[Task details] Your response needs to be the data below, retyped exactly.

[Provided information]
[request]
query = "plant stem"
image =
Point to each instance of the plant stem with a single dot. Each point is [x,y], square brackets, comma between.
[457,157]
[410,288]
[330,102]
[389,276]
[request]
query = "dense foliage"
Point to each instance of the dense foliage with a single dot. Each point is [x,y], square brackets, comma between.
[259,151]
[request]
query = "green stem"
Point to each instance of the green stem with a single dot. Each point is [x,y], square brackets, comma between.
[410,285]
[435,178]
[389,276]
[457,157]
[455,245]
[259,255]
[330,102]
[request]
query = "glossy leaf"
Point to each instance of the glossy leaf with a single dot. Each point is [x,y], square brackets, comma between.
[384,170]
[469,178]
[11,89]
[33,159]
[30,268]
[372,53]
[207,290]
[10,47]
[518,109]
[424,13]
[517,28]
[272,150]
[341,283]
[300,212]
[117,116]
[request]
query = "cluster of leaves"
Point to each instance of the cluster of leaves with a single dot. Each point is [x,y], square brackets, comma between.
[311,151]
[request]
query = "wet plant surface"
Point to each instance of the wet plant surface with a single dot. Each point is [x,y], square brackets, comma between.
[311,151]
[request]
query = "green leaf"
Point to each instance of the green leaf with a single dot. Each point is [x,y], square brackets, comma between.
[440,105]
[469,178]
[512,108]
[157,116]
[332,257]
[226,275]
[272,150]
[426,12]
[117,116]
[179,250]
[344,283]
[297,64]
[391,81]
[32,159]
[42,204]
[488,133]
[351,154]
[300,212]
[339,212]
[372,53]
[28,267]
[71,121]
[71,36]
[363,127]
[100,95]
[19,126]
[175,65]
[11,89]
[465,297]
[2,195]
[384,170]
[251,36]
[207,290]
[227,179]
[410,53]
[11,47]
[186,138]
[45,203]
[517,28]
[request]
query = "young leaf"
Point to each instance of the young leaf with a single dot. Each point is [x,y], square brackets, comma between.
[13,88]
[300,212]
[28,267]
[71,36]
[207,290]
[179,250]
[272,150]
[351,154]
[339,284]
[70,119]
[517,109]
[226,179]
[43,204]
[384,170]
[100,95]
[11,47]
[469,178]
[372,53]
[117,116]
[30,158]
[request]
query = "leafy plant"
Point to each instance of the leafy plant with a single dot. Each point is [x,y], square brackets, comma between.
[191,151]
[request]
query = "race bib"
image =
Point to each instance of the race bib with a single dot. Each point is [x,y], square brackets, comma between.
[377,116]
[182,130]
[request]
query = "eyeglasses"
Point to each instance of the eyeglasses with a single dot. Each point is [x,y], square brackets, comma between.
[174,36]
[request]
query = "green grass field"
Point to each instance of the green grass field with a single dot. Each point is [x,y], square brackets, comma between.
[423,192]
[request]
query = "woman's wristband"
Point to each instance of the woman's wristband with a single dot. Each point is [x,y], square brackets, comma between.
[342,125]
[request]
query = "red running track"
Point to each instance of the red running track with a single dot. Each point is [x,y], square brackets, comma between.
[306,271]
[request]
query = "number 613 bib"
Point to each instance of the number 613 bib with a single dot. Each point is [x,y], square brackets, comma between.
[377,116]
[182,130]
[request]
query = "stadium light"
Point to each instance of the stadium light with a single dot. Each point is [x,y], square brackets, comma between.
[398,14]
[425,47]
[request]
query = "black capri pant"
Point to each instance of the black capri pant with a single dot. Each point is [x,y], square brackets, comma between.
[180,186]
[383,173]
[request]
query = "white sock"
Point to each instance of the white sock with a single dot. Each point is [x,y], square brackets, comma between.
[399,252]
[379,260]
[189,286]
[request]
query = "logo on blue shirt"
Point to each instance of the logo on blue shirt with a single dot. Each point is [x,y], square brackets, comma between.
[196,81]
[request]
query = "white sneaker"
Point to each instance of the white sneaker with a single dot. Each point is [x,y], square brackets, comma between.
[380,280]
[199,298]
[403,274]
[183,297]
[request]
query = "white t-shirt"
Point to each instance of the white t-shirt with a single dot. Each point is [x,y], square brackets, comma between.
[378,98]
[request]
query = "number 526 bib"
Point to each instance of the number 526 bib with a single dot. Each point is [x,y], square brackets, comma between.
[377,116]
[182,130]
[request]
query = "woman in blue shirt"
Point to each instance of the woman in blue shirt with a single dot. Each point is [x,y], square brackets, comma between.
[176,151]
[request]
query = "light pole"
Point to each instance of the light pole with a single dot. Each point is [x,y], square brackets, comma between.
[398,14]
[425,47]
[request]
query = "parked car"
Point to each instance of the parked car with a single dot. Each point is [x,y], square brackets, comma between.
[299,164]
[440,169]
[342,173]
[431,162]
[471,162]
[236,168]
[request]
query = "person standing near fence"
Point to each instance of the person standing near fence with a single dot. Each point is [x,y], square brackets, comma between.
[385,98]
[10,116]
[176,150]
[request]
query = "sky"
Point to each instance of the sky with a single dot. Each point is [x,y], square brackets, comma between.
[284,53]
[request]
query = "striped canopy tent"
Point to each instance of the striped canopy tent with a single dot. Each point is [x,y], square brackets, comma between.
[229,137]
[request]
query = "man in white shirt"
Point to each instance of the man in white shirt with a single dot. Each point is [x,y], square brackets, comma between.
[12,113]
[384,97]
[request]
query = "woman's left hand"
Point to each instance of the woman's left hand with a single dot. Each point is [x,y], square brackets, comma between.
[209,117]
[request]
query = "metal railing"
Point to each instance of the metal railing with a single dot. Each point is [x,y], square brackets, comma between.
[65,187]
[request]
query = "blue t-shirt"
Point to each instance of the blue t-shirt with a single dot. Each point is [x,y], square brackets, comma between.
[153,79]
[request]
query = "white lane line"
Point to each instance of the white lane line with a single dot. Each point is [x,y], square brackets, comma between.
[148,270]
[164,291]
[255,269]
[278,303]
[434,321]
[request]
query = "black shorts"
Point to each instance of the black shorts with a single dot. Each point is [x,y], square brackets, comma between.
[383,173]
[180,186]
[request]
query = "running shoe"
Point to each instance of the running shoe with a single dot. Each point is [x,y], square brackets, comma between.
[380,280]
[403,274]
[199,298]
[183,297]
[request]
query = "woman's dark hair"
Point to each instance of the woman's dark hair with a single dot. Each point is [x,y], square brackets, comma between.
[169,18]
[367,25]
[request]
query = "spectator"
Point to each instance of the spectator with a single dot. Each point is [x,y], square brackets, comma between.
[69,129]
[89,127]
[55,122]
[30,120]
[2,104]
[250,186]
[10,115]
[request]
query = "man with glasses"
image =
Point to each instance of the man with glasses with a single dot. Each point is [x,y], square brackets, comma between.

[Solution to this problem]
[request]
query = "plant stem"
image =
Point to each instance of the plant stem with a single dot. Each point is [x,y], square brackets, comma between.
[457,157]
[410,288]
[330,102]
[389,276]
[request]
query = "dense foliage"
Point to each instance of the dense foliage with a single dot. Each point is [x,y], square brackets, comma between.
[259,151]
[request]
query = "green stem"
Point to each instance of the green stem with a single dot. Each point is [x,y], square brackets, comma between.
[410,285]
[435,178]
[389,276]
[457,157]
[455,245]
[259,255]
[330,102]
[request]
query = "glossy leaf"
Point to each instance of the glossy leaf with a single dot. Each point is [x,y], square brackets, comma between.
[384,170]
[469,178]
[11,89]
[33,159]
[30,268]
[372,53]
[207,290]
[10,47]
[518,109]
[424,13]
[517,28]
[272,150]
[341,283]
[300,212]
[117,116]
[request]
query = "cluster of leaves"
Point to each instance of the cluster of leaves with a single dot. Each point is [x,y], square brackets, comma between.
[311,151]
[request]
query = "wet plant surface"
Point to each instance of the wet plant surface with a single dot. Each point is [x,y], square brackets, comma between.
[311,151]
[request]
query = "green leaf"
Point to each instance of the green leaf with a single dot. Each point is [x,y], square brackets, comma between.
[440,105]
[469,178]
[512,108]
[157,116]
[332,257]
[226,275]
[272,150]
[426,12]
[117,116]
[179,250]
[344,283]
[297,64]
[391,81]
[32,159]
[42,204]
[488,133]
[351,154]
[300,212]
[339,212]
[372,53]
[28,267]
[71,121]
[71,36]
[363,127]
[100,95]
[19,126]
[175,65]
[11,89]
[465,297]
[2,195]
[384,170]
[251,36]
[207,290]
[227,179]
[410,53]
[11,47]
[186,138]
[45,203]
[517,28]
[request]
query = "young leaf"
Point to each instance of the young leaf with a single dot. Each point is [x,y], square brackets, comma between.
[13,88]
[300,212]
[28,267]
[71,36]
[207,290]
[179,250]
[272,150]
[351,154]
[339,284]
[70,119]
[517,109]
[226,179]
[43,204]
[384,170]
[100,95]
[11,47]
[469,178]
[372,53]
[117,116]
[30,158]
[request]
query = "leafy plant"
Point to each instance of the leafy plant with a single dot. Each point is [x,y], square brackets, comma between.
[191,151]
[request]
query = "race bib"
image =
Point to each instance of the race bib with a single dot. Each point is [x,y], square brackets, comma between.
[377,116]
[182,130]
[request]
query = "eyeglasses"
Point to each instance of the eyeglasses with a single dot. Each point is [x,y], square brackets, comma between.
[174,36]
[request]
query = "green grass field"
Point to each instance of the green grass field with a single dot. Each point is [x,y], square brackets, comma between.
[423,192]
[request]
query = "woman's wristband"
Point to each instance of the woman's wristband with a single dot. Each point is [x,y], square brackets, comma between.
[342,125]
[request]
query = "red running track"
Point to each instance of the red running track with a single dot. Each point is [x,y], square brackets, comma between.
[306,271]
[request]
query = "number 613 bib"
Point to each instance of the number 613 bib with a single dot. Each point is [x,y], square brackets, comma between.
[377,116]
[182,130]
[request]
query = "stadium light"
Point to each instance of the stadium light with a single dot. Each point is [x,y], square brackets, comma between.
[398,14]
[425,47]
[request]
query = "black capri pant"
Point to each instance of the black capri pant with a single dot. Each point is [x,y], square brackets, comma between.
[180,186]
[383,173]
[request]
query = "white sock"
Point to each instance of the white sock with a single dot. Each point is [x,y], square brackets, comma between.
[399,252]
[379,260]
[189,286]
[request]
query = "logo on blue shirt"
Point to each instance of the logo on blue shirt with a single dot. Each point is [x,y], square brackets, comma between.
[196,81]
[request]
query = "white sneaker"
Point to each instance of the white sneaker with a single dot. Each point is [x,y], square brackets, comma between.
[380,280]
[199,298]
[403,274]
[183,297]
[request]
query = "white t-shirt"
Point to each instance of the white t-shirt with a single dot. Each point is [x,y], square brackets, comma between.
[378,98]
[request]
query = "number 526 bib"
Point to each instance of the number 526 bib with a single dot. Each point is [x,y], square brackets, comma between.
[377,116]
[182,130]
[request]
query = "woman in blue shirt"
Point to each instance of the woman in blue shirt with a single dot. Each point is [x,y], square brackets, comma between.
[176,151]
[request]
query = "light pole"
Point to each instance of the light pole with a single dot. Each point is [x,y], square brackets, comma between.
[398,14]
[425,47]
[request]
query = "parked car"
Point to each instance of the parked car with a single dot. Each point is [x,y], square brackets, comma between.
[299,164]
[440,169]
[342,173]
[431,162]
[471,162]
[236,168]
[request]
query = "person standing near fence"
Point to each instance of the person standing near fence with a single dot. Each point is [x,y], square brackets, comma between.
[385,98]
[10,116]
[176,150]
[request]
query = "sky"
Point to each instance of the sky with a single dot. Each point is [x,y], square brackets, comma between.
[284,53]
[request]
query = "striped canopy tent"
Point to each instance of the striped canopy tent with a single dot. Each point is [x,y], square brackets, comma between.
[229,137]
[request]
query = "man in white shirt"
Point to each instance of the man in white shirt with a single dot. Each point is [x,y], square brackets, comma between.
[12,113]
[384,97]
[request]
query = "woman's left hand"
Point to each instance of the woman's left hand with a single dot. Each point is [x,y], square brackets, comma between.
[209,117]
[request]
query = "metal railing"
Point to each instance of the metal railing with a single dot. Each point is [x,y], square brackets, comma between.
[65,187]
[request]
query = "blue t-shirt"
Point to each instance of the blue t-shirt with a single dot. Each point is [x,y], square brackets, comma between.
[153,79]
[request]
query = "white lane line"
Point to each instance of the white lane line with a single dot. Each point is [x,y], square brackets, comma between.
[148,270]
[164,291]
[255,269]
[278,303]
[434,321]
[request]
query = "black shorts"
Point to each instance of the black shorts with a single dot. Each point is [x,y], square brackets, comma between.
[383,173]
[180,186]
[request]
query = "running shoe"
Point to each instance of the running shoe with a single dot. Each point is [x,y], square brackets, comma between.
[380,280]
[403,274]
[199,298]
[183,297]
[request]
query = "woman's dark hair"
Point to each instance of the woman's dark hair with a single dot. Each point is [x,y], square brackets, comma between.
[169,18]
[367,25]
[request]
query = "spectator"
Point to each instance of the spectator with a single dot. Each point is [x,y], square brackets, comma between.
[69,129]
[89,127]
[55,122]
[30,120]
[2,104]
[250,186]
[10,115]
[request]
query = "man with glasses"
image =
Point to each instance of the man with glasses with a single dot. Each point is [x,y], square brackets, comma between.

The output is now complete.